> [DOCUMENT EXTRACT]
>> start

# Control Panel Problem



## 2loons (Jan 23, 2011)

I have a 2011 Bessecarr E520 which has been on hook up for the last couple of weeks. Today I took off hook-up to take for a short drive and the habitation and engine battery lights are flashing and there is a periodic beep. :?


----------



## trevorf (May 16, 2005)

Take off control panel and remove the power lead from the rear. Wait 10 secs then reconnect. This should reset it. Quite a common problem on Swifts and Bessacarrs.




Trevor


----------



## 2loons (Jan 23, 2011)

thanks for the reply trevor will do as you suggest will let you know how i get on (i maybe a long time but i shall return)


----------



## 2loons (Jan 23, 2011)

thanks again trevor, did what you told me it worked. much appreciated


----------



## trevorf (May 16, 2005)

You are welcome. Thanks for letting us know the outcome. Nice to be appreciated   




Trevor


----------



## Penquin (Oct 15, 2007)

We had the same problem on our Swift half way around Nantes and were given the same advice - it works well but is not included in any manual supplied by Swift.......  

Thank heavens for helpful people like Trevor, that is one of the strengths of MHF - there is usually someone around who knows the answer if you know the question..... :lol: 

So from me, it is a general "Thanks" for all of the really helpful advice that is so readily available on MHF......  

Dave


----------

>> end

> [AIM 1] From the control panel thread, repeat the passage from "Take off control" to "Swifts and Bessacarrs." word for word.

> [SUPPLIED INFORMATION]

>> start

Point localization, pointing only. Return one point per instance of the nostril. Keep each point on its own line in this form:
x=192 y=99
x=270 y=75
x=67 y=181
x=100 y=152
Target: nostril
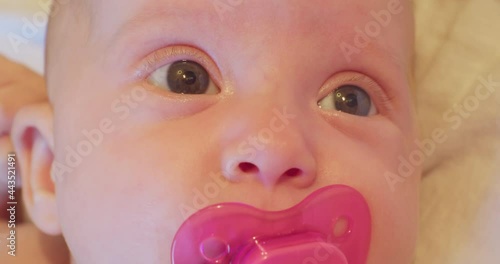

>> end

> [AIM 2] Reproduce the records above exactly, line for line, and leave out the picture.

> [COMPLETE OUTPUT 1]
Take off control panel and remove the power lead from the rear. Wait 10 secs then reconnect. This should reset it. Quite a common problem on Swifts and Bessacarrs.

> [COMPLETE OUTPUT 2]
Point localization, pointing only. Return one point per instance of the nostril. Keep each point on its own line in this form:
x=192 y=99
x=270 y=75
x=67 y=181
x=100 y=152
Target: nostril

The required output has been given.